=== Vos consignes ===
[1] Les affirmations suivantes concordent-elles avec l'entretien avec Ismaïl Haniyeh reproduit ci-dessous ? Répondez par oui ou par non à (a) Ismaïl Haniyeh a reçu le correspondant dans sa maison du camp de réfugiés de Chati ; (b) selon lui, le gouvernement émane d'un Parlement nommé ; (c) les accords de La Mecque ont permis de former le gouvernement d'union nationale. Citez chaque fois les mots décisifs du texte.
[2] D'après l'entretien avec Ismaïl Haniyeh, sur quoi une roquette a-t-elle été tirée ?
[3] Prolongez l'entretien avec Ismaïl Haniyeh à partir de sa dernière phrase.

=== Texte fourni ===
__________

Le premier ministre palestinien du Hamas, Ismaïl Haniyeh, a reçu notre correspondant dans sa maison du camp de réfugiés de Chati, ciblée par des bombardements jeudi.
Le Figaro : Certains accusent le Hamas d’avoir mené un coup d’État dans la bande de Gaza. Que leur répondez-vous ?
Ismaïl Haniyeh : Je leur réponds par une question : un coup d’État contre quoi ? Contre nous-mêmes ? Nous sommes la légitimité. Nous sommes le gouvernement légitime, qui émane du Parlement élu démocratiquement.
Pourquoi avoir pris le contrôle de Gaza par la force ?
Après la signature des accords interpalestiniens de La Mecque, qui ont permis la formation du gouvernement d’union nationale, une guerre de propagande a été lancée contre le Hamas. Le Fatah s’est comporté avec certains services de sécurité comme s’il s’agissait d’une milice lui étant affiliée. Une fois déployés dans les rues, ces services ont dressé des barrages, arrêté et tué des personnes en raison de leur appartenance à un parti, parce qu’ils portaient des barbes. Ils se sont comportés comme des pirates. Puis ils ont ouvert le feu sur le Conseil des ministres et tiré une roquette contre la résidence du premier ministre.

__________

[Annotations de position]
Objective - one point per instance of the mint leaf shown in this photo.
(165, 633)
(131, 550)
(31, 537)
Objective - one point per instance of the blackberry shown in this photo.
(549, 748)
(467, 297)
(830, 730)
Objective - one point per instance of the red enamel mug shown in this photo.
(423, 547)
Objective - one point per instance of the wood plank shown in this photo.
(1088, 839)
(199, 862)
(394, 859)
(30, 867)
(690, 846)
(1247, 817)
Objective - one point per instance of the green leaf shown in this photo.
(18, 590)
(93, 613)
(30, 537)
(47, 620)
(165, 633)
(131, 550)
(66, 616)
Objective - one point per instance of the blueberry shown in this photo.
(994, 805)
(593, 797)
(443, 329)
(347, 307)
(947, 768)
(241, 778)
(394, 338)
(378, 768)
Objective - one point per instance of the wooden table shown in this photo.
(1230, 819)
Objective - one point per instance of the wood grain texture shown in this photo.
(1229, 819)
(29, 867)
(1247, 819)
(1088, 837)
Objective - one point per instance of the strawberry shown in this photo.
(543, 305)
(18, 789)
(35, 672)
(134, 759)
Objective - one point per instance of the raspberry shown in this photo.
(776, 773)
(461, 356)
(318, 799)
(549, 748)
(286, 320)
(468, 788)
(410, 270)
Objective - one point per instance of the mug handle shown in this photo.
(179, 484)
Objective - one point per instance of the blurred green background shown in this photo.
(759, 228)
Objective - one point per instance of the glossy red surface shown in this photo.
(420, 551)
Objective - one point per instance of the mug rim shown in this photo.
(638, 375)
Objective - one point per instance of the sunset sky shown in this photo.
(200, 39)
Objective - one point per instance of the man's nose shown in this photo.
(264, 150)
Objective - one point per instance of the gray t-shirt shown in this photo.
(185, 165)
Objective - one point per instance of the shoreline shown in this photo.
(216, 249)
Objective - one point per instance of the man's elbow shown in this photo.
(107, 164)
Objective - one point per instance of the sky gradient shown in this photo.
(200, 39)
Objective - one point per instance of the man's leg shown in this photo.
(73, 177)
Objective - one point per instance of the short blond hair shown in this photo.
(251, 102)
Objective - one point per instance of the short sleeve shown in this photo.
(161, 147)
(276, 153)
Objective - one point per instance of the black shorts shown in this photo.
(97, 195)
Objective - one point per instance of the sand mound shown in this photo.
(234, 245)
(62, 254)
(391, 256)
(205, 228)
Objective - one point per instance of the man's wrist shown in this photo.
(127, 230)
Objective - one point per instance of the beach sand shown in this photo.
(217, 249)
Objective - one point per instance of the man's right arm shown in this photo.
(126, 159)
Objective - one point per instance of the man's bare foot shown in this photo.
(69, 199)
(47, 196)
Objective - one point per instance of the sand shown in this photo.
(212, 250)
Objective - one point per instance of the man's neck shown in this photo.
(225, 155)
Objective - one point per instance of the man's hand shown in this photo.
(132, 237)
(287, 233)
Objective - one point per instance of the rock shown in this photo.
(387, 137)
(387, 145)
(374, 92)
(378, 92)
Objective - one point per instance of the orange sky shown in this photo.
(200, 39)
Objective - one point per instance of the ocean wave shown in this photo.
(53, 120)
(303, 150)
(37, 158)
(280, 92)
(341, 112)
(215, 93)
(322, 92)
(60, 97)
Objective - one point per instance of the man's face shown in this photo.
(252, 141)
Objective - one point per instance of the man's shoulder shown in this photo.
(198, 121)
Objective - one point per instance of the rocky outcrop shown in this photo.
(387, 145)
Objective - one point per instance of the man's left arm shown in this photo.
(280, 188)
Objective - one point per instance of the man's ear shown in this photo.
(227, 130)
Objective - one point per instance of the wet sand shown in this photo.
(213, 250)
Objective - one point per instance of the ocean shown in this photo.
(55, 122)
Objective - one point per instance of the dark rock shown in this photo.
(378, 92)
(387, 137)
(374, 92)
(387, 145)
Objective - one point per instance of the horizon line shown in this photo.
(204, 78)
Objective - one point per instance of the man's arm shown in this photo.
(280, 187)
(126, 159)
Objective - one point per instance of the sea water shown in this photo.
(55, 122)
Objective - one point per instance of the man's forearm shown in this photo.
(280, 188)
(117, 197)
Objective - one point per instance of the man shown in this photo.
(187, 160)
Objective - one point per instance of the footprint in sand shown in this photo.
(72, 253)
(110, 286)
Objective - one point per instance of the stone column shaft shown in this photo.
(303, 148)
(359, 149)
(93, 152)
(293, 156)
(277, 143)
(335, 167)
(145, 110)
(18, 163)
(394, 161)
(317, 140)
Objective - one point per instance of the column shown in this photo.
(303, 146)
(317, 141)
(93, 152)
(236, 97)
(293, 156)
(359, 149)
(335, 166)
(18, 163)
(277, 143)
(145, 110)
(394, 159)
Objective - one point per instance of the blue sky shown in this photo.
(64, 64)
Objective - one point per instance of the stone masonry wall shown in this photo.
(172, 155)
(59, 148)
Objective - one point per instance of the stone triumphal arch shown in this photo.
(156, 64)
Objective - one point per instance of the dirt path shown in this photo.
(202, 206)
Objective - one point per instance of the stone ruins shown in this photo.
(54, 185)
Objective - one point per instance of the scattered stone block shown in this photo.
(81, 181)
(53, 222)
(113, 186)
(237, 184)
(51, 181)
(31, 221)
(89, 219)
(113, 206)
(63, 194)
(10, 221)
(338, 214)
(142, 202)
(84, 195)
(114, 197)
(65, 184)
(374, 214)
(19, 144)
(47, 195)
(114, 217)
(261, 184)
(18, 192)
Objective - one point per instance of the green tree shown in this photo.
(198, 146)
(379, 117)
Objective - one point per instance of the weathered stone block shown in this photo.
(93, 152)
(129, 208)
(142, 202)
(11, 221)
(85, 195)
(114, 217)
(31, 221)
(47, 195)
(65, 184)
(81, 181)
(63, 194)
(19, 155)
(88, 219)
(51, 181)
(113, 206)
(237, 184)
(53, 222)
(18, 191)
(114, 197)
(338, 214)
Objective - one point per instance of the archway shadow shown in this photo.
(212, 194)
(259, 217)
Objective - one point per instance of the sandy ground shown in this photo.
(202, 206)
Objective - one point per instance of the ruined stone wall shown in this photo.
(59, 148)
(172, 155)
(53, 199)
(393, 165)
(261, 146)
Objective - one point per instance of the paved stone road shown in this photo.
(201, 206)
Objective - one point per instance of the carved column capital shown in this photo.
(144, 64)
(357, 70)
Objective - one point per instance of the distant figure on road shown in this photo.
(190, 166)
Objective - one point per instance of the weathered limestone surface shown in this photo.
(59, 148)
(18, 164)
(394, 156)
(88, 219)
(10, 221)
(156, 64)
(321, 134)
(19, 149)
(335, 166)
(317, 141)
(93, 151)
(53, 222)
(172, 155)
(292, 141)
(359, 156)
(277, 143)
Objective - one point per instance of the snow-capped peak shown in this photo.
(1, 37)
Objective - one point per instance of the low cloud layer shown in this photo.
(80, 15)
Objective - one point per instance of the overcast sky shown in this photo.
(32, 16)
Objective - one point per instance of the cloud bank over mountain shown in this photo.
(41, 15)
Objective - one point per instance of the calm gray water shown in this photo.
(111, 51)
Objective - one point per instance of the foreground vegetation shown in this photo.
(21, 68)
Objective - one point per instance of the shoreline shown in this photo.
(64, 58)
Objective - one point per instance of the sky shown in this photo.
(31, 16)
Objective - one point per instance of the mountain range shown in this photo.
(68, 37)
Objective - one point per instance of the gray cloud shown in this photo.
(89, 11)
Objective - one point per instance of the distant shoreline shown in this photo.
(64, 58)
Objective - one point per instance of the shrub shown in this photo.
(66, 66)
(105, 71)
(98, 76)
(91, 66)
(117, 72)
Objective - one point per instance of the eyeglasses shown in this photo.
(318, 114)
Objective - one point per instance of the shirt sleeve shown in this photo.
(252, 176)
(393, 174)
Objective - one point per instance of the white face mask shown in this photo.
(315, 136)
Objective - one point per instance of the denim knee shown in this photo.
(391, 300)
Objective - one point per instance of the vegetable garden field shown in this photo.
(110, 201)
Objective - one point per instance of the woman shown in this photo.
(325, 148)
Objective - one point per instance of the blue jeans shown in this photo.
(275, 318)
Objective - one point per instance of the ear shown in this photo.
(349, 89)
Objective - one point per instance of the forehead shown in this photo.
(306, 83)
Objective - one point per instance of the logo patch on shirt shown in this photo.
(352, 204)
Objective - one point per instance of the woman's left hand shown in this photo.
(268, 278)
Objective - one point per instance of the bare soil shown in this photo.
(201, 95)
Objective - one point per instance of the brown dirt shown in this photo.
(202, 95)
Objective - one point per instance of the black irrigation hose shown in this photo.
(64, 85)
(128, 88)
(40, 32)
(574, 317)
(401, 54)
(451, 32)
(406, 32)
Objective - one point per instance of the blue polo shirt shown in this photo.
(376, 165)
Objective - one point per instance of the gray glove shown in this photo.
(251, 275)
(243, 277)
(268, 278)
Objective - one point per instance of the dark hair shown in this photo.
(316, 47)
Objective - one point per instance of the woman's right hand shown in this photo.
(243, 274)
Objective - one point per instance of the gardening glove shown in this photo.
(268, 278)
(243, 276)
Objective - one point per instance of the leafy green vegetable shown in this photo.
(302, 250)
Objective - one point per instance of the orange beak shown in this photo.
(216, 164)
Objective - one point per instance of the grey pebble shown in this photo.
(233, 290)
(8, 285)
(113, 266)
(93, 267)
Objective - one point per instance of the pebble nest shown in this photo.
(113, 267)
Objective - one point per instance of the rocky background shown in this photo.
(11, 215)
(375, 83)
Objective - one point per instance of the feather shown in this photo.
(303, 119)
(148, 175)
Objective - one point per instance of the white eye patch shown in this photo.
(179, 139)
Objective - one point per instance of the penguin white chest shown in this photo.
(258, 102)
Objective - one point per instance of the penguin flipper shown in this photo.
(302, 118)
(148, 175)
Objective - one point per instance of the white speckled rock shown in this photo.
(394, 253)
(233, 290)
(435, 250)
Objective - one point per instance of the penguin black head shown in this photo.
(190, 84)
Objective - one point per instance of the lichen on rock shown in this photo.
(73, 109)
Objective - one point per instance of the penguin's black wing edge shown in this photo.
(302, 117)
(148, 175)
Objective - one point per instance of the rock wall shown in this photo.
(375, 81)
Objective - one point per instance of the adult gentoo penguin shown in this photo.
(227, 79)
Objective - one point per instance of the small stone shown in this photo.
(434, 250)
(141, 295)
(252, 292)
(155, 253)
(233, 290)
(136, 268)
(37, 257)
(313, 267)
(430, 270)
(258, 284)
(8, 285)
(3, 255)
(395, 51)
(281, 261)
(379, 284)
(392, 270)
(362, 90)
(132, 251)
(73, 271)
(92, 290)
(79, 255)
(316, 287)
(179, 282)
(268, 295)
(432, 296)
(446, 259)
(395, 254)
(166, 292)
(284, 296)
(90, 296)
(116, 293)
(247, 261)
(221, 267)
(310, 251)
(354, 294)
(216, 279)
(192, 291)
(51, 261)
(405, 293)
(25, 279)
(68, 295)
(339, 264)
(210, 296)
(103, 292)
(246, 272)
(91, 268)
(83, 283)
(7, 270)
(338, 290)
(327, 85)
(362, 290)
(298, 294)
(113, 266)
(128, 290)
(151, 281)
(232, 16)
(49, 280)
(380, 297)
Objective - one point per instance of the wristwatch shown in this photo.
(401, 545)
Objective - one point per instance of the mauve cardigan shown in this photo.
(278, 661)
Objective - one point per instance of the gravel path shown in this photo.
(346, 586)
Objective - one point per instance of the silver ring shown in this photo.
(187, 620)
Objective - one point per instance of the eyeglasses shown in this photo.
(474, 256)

__________

=== Réponses dans l'ordre ===
[1]
(a) Oui : « a reçu notre correspondant dans sa maison du camp de réfugiés de Chati »
(b) Non : « qui émane du Parlement élu démocratiquement »
(c) Oui : « qui ont permis la formation du gouvernement d’union nationale »

[2] Sur la résidence du premier ministre.

[3]
Il fallait mettre fin à ce désordre sécuritaire. Le calme va revenir et je pense que la situation sécuritaire sera bien meilleure qu’auparavant.
Désormais, il y aura une seule arme légitime. Nous ferons régner discipline et loi à Gaza. Ainsi il sera plus facile d’obtenir la libération du journaliste britannique Alan Johnston. Ses kidnappeurs nous écouteront davantage.
Quelles sont vos intentions ?
Mon gouvernement va poursuivre son travail. Quant à notre programme, il est clair. Nous souhaitons la création d’un État palestinien dans les frontières de 1967, c’est-à-dire à Gaza, en Cisjordanie avec Jérusalem-Est pour capitale. L’OLP reste en charge des négociations sur ce point. Nous nous engageons à respecter tous les accords passés, signés par l’Autorité palestinienne. Nous souhaitons la mise en œuvre d’une trêve réciproque, globale et simultanée avec Israël.
Allez-vous proclamer un État à Gaza ?
Non. Gaza appartient à tout le peuple palestinien et pas seulement au Hamas. Nous refusons toute idée de séparation entre les Territoires palestiniens, entre Jérusalem-Est, la bande de Gaza et la Cisjordanie, qui sont indissociables. La séparation n’est pas à l’ordre du jour et ne le sera jamais.
L’Union européenne a manifesté son soutien au président Mahmoud Abbas. Qu’attendez-vous d’elle ?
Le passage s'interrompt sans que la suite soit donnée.